**Brano fornito:**
Così, il premier Sánchez, dopo l'odierno Consiglio dei Ministri straordinario, ha annunciato che approverà lo stato di allerta per tutto il Paese, che prevede, a seconda delle necessità, diverse disposizioni che in parte possono avere come conseguenza anche una riduzione dei diritti costituzionali, con misure che comprendono, tra l'altro, la limitazione della circolazione delle persone, la requisizione temporanea delle merci, interventi sulle industrie, limitazioni o razionamenti in relazione all'uso dei servizi o al consumo di beni di prima necessità.


Anche la Francia, con i suoi quasi 3mila contagiati, ha iniziato a prendere provvedimenti. Macron, ieri, ha chiuso le scuole e ha vietato eventi che possano riunire più di 100 persone, anche se non ha annullato il prossimo appuntamento elettorale per le elezioni municipali. Sono anche stati annunciati stanziamenti a supporto dell'economia, oltre ad un rafforzamento delle strutture sanitarie che già adesso sembrano essere sotto pressione.


L'Austria, dopo aver chiuso frontiere e aeroporti, ha deciso di iniziare a chiudere anche negozi (almeno quelli non indispensabili) e locali, mettendo in quarantena alcune aree al confine con la Svizzera. Anche la Grecia ha predisposto un piano di chiusura di gran parte delle proprie attività commerciali, oltre che dei siti turistici.

**Dati forniti:**
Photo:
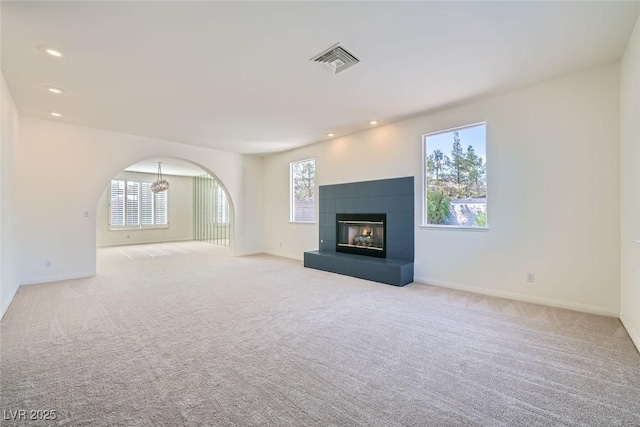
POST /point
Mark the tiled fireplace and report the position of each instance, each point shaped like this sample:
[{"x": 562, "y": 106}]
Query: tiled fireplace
[{"x": 366, "y": 230}]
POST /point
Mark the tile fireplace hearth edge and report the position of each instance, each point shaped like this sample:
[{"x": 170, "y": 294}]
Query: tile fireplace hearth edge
[{"x": 383, "y": 270}]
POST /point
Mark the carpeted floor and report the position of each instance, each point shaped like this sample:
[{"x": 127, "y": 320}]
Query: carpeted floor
[{"x": 182, "y": 334}]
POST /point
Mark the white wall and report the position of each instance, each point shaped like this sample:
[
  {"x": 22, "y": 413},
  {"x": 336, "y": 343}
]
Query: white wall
[
  {"x": 630, "y": 186},
  {"x": 180, "y": 209},
  {"x": 76, "y": 163},
  {"x": 8, "y": 242},
  {"x": 553, "y": 157}
]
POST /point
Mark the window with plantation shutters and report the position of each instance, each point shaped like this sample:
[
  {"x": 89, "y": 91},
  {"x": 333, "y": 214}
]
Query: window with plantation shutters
[
  {"x": 160, "y": 208},
  {"x": 134, "y": 205},
  {"x": 116, "y": 204},
  {"x": 132, "y": 208}
]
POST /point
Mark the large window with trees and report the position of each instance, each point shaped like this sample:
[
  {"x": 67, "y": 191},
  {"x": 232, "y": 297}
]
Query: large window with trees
[
  {"x": 455, "y": 177},
  {"x": 132, "y": 204},
  {"x": 303, "y": 191}
]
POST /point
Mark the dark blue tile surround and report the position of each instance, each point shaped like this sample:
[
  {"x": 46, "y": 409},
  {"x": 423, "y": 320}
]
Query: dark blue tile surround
[{"x": 391, "y": 196}]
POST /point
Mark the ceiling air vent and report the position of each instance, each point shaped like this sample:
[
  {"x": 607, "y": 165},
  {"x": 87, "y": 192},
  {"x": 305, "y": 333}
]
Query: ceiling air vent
[{"x": 337, "y": 58}]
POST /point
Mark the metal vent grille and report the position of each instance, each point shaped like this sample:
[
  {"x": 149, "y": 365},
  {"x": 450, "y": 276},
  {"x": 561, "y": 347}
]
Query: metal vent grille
[{"x": 337, "y": 58}]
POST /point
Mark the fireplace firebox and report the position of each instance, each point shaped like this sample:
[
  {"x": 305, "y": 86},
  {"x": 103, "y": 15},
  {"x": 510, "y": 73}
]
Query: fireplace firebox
[{"x": 362, "y": 234}]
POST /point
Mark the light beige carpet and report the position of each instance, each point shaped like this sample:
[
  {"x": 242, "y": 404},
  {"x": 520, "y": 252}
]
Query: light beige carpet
[{"x": 182, "y": 334}]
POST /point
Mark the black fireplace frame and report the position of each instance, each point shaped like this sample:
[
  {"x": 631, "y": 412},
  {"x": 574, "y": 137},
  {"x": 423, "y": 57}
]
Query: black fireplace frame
[{"x": 357, "y": 250}]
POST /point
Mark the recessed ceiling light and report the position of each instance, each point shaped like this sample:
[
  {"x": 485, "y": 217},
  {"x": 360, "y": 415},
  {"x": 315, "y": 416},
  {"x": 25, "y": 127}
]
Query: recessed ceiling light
[
  {"x": 55, "y": 90},
  {"x": 57, "y": 53}
]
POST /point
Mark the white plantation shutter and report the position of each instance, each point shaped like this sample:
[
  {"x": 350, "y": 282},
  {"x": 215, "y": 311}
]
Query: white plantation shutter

**Il tuo obiettivo:** Prosegui il brano sui provvedimenti presi dai Paesi europei contro i contagi, a partire dalla frase successiva all'ultima riportata.

**Risposta al problema:**
Completamente confusa, invece, la situazione nel Regno Unito con circa 800 casi, dove il premier Johnson sembra deciso a sottovalutare l'epidemia all'interno del Paese, dove persino ministri e calciatori sono risultati positivi al contagio, annunciando la chiusura delle frontiere, ma non provvedimenti per fermare i contagi all'interno della nazione, se non l'invito a rimanere a casa per chiunque abbia dei sintomi influenzali, autoisolandosi per almeno una settimana. Intanto, i britannici sembrano sempre più perplessi e non sapendo che fare fanno incetta di generi alimentari svuotando gli scaffali dei supermercati. In pratica, Johnson  è convinto che nessuno o quasi, nel Regno Unito, correrà in ospedale per cercare di curarsi, anche se però ha deciso di rimandare le prossime elezioni locali.


Sulla stessa linea anche il presidente americano Donald Trump che ha deciso di combattere il contagio chiudendo l'accesso al Paese e ignorando il progredire dei contagi all'interno dei suoi confini. In ogni caso, Trump parlerà in serata annunciando forse nuove iniziative di contenimento.

Aggiornamento.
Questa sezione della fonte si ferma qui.